------ 所附文章 ------

A.思議曆程底關係與意念底關聯
1.思議底動與靜。想像有動靜,思議也有。思議中的動與靜,我們可以用同樣的方式表示。思議中也有A—B—C和 A→B→C,而大致說來,這二者底分別,與想像中二者底分別差不多。這當然不是說,思議中的A—B—C就是想像中的A—B—C,也不是說,思議中的A,B,C……是想像中的A,B,C……。在想像中的關係者A,B,C……既不是在思議中的關聯者A,B,C……即想像中的A→B→C……和思議中的A→B→C……也不一樣。雖然如此,A—B—C……和A→B→C……底分別仍一樣。無論就想像或就思議說,前者是圖案或結構,而後者是曆程。
2.關係者。思議曆程中的A,B,C……是關聯者。它們都是普遍的、抽象的,它不是意像,它是意念或概念。它不是具體的、個體的、特殊的,也不是類似個體的,或類似具體的,或類似特殊的。也許在思想活動中,思議中的關聯者與關聯,得借重意像及意像底關係。從這一點著想,思議中的關聯者可以分為兩種,一種是可以寄托於意像的,一種是寄托於符號的。前者有相應的意像,後者沒有相應的意像,隻有相應的符號。雖然在想像中的符號仍是意像,然而這些意像究竟和其它的意像不一樣,所以我們簡單地說,後一種的關聯者沒有相應的意像,隻有相應的符號。思議中的關聯者及其關聯,雖然要借重意像及意像底關係,然而它們仍不是意像而是意念。它們底關聯不是意像底關係,而是意念底關聯。這是從以上所說的“—”著想,若從“→”著想,則思議與想像中的同為時間上的先後,隻是關係而已,不是關聯。
3.“—”與“ ”。“—”與“→”在思議與在想像有同樣的問題。一部分的問題前此已經提出不必再提。“—”可以分為兩種,一是上節所討論的聯思,一是意念或概念在意義上的關聯,前者在上節論聯思的時候,已經討論,後者在論思議底結構時,會提出討論。我們現在這裏不討論這兩種不同的關聯,所注重的是,在思議活動中,無論哪一種關聯,都有“→”夾雜在其間。茲舉例如下:(一)我們由思世界大同而想到康德,由康德想到盧梭,由盧梭而思民主政治。(二)我們由思p和q和r而思到q和p和r。這兩例之中,前者底關聯不是邏輯底關聯,後者是邏輯底關聯。這兩關聯根本不一樣,然而在思想活動中,它們都有“→”。它們都有一時間上的“由—到”。在前一例中,時間上的“由—到”顯而易見,在後一例中,時間上的“由—到”雖不顯而易見,而後一例之有此“由—到”毫無問題。這裏有死邏輯和活邏輯底問題。有蘊涵和推論問題。這些問題都非常困難,我們在這裏隻提及而已,不能討論。

------ 所附清單 ------

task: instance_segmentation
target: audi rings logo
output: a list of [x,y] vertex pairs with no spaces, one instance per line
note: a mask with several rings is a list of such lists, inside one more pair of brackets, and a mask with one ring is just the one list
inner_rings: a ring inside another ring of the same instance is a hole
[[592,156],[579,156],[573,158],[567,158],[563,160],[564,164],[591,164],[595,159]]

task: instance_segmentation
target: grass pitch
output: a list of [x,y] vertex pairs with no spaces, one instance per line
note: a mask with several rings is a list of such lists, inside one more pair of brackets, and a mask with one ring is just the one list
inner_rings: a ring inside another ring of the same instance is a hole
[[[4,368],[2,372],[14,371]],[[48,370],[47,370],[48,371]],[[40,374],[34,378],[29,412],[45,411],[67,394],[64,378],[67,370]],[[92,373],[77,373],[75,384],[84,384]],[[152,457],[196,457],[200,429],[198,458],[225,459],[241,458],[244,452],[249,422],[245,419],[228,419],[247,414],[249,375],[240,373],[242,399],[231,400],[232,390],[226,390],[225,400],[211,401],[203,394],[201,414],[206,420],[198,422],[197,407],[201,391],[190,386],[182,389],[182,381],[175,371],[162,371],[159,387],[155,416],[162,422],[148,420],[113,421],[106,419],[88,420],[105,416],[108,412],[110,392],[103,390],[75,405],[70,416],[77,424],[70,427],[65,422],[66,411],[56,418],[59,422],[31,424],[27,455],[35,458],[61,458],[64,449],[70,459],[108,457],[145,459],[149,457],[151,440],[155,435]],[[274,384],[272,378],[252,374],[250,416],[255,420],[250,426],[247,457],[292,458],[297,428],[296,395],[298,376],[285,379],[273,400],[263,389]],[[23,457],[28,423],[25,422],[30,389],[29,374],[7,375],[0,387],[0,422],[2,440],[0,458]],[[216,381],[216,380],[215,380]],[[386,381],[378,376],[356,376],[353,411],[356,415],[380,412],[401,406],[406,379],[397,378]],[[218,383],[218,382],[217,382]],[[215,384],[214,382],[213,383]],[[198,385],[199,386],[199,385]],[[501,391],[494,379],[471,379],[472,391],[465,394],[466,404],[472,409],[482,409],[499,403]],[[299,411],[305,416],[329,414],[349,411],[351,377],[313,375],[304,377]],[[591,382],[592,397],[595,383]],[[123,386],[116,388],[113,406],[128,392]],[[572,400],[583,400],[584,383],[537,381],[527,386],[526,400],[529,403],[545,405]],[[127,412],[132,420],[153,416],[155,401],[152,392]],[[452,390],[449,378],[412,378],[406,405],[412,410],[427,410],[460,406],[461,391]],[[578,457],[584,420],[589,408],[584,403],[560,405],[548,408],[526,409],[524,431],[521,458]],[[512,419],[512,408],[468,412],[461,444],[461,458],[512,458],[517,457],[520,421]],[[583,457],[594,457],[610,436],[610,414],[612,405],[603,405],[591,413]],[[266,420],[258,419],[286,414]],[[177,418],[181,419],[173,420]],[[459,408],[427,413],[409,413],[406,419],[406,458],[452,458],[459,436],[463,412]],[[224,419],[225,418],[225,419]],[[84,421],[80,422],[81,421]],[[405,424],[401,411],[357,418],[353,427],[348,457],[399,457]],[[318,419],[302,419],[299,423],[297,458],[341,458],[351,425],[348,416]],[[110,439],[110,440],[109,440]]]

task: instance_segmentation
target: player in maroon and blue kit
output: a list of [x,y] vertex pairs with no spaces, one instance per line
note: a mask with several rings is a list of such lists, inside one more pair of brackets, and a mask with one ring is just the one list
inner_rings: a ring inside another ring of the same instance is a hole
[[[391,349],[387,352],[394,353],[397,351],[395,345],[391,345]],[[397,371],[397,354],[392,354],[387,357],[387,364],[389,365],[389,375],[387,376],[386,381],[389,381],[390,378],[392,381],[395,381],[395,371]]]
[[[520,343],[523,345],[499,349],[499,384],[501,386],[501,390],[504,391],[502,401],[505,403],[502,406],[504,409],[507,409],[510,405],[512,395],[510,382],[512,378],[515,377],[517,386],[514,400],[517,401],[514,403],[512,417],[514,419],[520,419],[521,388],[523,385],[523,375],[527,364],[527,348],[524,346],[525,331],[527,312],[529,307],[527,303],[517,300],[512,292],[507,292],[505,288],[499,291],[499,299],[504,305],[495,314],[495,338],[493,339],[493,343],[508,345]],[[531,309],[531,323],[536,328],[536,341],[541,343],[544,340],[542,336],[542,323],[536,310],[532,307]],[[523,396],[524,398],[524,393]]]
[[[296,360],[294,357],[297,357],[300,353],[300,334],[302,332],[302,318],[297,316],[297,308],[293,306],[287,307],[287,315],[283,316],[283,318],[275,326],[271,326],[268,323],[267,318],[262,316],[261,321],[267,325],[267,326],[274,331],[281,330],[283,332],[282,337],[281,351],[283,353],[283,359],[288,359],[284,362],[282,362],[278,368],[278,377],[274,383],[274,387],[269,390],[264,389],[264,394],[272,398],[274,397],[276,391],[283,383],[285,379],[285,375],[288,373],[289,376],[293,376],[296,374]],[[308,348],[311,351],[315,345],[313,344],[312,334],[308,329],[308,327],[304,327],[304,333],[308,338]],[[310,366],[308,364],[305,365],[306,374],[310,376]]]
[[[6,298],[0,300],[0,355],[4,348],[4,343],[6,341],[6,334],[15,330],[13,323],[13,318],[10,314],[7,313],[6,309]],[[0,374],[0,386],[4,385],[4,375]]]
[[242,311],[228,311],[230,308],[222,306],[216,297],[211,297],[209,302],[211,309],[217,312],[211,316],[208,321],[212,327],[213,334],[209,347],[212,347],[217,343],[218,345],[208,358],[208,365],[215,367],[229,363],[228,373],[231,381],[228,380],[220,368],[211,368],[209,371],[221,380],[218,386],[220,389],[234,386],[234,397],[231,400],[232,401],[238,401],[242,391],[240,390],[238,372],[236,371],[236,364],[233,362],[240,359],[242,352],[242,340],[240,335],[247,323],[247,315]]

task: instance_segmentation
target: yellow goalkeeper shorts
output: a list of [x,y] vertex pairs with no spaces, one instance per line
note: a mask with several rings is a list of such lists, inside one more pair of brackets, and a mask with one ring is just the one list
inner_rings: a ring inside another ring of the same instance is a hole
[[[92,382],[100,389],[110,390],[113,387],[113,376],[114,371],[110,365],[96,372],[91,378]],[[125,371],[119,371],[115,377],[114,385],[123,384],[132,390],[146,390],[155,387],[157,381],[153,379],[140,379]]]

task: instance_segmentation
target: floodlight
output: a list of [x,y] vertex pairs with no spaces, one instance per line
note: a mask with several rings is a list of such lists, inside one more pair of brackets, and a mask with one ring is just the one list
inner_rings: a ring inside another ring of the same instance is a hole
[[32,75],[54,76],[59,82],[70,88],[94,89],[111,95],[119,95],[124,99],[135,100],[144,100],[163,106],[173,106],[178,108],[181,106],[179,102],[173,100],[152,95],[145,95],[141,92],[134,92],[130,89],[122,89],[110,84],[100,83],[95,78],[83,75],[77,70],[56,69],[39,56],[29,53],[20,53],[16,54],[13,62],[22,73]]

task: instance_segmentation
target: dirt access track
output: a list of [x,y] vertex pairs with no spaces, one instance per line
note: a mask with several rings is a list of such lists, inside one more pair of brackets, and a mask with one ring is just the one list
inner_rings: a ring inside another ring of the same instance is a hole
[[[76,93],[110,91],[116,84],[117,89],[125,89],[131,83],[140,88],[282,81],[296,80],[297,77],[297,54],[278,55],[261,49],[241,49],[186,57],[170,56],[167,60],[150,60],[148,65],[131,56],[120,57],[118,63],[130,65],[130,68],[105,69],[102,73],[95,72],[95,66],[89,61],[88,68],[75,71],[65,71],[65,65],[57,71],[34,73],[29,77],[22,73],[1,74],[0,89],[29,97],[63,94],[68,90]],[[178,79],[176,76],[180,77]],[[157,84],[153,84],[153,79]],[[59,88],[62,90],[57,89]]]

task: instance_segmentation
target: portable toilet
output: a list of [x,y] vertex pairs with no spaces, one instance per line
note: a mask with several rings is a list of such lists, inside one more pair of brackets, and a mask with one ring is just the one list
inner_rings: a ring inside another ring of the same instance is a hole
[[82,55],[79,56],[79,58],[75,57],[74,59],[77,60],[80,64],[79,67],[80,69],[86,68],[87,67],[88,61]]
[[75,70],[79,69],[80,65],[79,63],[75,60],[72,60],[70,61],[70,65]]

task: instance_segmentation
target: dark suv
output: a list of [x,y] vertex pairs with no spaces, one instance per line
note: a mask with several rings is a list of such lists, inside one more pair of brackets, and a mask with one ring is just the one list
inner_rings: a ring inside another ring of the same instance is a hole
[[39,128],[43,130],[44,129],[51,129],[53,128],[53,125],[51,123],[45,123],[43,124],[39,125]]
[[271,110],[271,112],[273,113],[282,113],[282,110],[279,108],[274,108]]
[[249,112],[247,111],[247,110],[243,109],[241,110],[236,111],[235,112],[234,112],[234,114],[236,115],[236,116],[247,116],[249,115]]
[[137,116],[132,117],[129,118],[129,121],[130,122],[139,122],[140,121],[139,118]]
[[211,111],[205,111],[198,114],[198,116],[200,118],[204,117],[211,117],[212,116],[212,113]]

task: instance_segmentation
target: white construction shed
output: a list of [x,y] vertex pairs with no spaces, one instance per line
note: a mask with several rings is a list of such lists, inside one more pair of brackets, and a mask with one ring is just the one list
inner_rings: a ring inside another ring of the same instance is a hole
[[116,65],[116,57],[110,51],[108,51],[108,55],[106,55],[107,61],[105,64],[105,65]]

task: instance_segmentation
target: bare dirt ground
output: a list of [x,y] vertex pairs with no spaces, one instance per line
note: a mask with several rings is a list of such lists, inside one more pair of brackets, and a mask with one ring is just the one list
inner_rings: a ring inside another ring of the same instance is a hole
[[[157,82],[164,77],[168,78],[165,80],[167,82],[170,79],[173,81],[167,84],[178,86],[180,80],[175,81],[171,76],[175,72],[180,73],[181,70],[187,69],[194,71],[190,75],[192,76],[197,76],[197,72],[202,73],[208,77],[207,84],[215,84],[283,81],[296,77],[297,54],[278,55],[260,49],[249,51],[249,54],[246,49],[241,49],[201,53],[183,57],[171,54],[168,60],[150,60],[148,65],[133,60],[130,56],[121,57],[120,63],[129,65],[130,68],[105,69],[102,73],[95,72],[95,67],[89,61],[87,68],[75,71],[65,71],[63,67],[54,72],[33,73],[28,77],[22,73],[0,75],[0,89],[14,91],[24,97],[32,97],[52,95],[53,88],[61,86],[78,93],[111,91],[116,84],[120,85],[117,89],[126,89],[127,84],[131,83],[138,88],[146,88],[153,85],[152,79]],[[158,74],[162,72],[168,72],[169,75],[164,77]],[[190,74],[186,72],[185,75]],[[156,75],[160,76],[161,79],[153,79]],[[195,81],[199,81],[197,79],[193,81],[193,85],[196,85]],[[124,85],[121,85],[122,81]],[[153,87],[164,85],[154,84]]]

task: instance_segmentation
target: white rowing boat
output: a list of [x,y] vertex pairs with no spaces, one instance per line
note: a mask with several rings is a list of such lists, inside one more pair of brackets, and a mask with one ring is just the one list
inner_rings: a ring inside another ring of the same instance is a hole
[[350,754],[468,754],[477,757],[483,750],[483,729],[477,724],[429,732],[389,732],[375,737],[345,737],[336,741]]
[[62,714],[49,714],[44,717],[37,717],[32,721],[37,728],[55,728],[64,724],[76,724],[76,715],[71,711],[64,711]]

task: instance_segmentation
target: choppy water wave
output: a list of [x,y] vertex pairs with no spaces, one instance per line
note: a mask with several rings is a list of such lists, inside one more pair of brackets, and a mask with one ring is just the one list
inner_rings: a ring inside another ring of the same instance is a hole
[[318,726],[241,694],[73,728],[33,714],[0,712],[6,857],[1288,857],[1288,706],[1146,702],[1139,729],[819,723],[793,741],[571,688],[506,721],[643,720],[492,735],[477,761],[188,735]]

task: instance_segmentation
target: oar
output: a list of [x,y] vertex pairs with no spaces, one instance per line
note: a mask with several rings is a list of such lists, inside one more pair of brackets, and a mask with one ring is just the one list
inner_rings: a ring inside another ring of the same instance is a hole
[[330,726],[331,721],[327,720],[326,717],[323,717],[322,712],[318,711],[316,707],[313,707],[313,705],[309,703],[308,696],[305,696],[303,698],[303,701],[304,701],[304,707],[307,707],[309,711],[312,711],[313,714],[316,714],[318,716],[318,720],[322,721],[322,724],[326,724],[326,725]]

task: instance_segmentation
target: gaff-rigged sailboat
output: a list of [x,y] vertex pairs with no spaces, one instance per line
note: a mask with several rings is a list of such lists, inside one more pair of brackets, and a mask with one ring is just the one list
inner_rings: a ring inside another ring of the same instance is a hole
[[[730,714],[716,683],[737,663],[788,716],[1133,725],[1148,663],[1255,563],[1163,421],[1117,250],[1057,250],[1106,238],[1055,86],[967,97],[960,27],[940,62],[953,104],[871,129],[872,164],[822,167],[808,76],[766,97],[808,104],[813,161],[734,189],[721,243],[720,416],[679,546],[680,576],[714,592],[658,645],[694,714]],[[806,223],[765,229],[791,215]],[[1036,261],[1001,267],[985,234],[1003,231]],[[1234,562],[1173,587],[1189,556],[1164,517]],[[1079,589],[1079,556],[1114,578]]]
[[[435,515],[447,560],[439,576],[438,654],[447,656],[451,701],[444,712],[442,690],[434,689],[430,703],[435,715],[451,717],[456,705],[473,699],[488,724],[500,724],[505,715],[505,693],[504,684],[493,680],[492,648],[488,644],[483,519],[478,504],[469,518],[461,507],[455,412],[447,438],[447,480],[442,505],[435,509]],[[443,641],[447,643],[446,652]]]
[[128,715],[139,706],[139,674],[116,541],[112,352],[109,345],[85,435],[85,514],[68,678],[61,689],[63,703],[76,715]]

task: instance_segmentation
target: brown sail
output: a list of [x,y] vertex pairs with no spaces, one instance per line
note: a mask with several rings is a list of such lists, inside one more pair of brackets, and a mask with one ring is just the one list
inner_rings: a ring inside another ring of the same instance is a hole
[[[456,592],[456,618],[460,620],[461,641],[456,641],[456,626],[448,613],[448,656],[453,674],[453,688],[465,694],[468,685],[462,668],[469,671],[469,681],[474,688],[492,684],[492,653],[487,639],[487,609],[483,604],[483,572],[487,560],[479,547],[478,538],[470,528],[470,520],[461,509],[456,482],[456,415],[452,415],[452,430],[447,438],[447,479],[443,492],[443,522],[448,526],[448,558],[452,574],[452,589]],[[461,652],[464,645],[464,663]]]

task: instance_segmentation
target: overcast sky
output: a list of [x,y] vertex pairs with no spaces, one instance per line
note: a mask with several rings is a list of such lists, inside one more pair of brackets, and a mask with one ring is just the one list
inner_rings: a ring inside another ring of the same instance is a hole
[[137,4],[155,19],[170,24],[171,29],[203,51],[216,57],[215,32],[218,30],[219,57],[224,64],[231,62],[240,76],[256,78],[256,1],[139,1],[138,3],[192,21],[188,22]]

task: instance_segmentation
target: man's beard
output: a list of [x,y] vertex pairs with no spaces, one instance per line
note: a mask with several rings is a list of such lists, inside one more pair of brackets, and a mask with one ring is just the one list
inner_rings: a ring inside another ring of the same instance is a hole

------

要做的事:
a. 請把講思議的那篇文章中從“2.關係者。思議曆程中的A,B,C……是”到“在這裏隻提及而已,不能討論。”的文字原樣抄出來,開頭和結尾都要包括。
b. 講思議的那篇文章說,思議中的關聯者可以分成哪兩種?

逐題解答:
a.
2.關係者。思議曆程中的A,B,C……是關聯者。它們都是普遍的、抽象的,它不是意像,它是意念或概念。它不是具體的、個體的、特殊的,也不是類似個體的,或類似具體的,或類似特殊的。也許在思想活動中,思議中的關聯者與關聯,得借重意像及意像底關係。從這一點著想,思議中的關聯者可以分為兩種,一種是可以寄托於意像的,一種是寄托於符號的。前者有相應的意像,後者沒有相應的意像,隻有相應的符號。雖然在想像中的符號仍是意像,然而這些意像究竟和其它的意像不一樣,所以我們簡單地說,後一種的關聯者沒有相應的意像,隻有相應的符號。思議中的關聯者及其關聯,雖然要借重意像及意像底關係,然而它們仍不是意像而是意念。它們底關聯不是意像底關係,而是意念底關聯。這是從以上所說的“—”著想,若從“→”著想,則思議與想像中的同為時間上的先後,隻是關係而已,不是關聯。
3.“—”與“ ”。“—”與“→”在思議與在想像有同樣的問題。一部分的問題前此已經提出不必再提。“—”可以分為兩種,一是上節所討論的聯思,一是意念或概念在意義上的關聯,前者在上節論聯思的時候,已經討論,後者在論思議底結構時,會提出討論。我們現在這裏不討論這兩種不同的關聯,所注重的是,在思議活動中,無論哪一種關聯,都有“→”夾雜在其間。茲舉例如下:(一)我們由思世界大同而想到康德,由康德想到盧梭,由盧梭而思民主政治。(二)我們由思p和q和r而思到q和p和r。這兩例之中,前者底關聯不是邏輯底關聯,後者是邏輯底關聯。這兩關聯根本不一樣,然而在思想活動中,它們都有“→”。它們都有一時間上的“由—到”。在前一例中,時間上的“由—到”顯而易見,在後一例中,時間上的“由—到”雖不顯而易見,而後一例之有此“由—到”毫無問題。這裏有死邏輯和活邏輯底問題。有蘊涵和推論問題。這些問題都非常困難,我們在這裏隻提及而已,不能討論。

b. 一種是可以寄托於意像的,一種是寄托於符號的。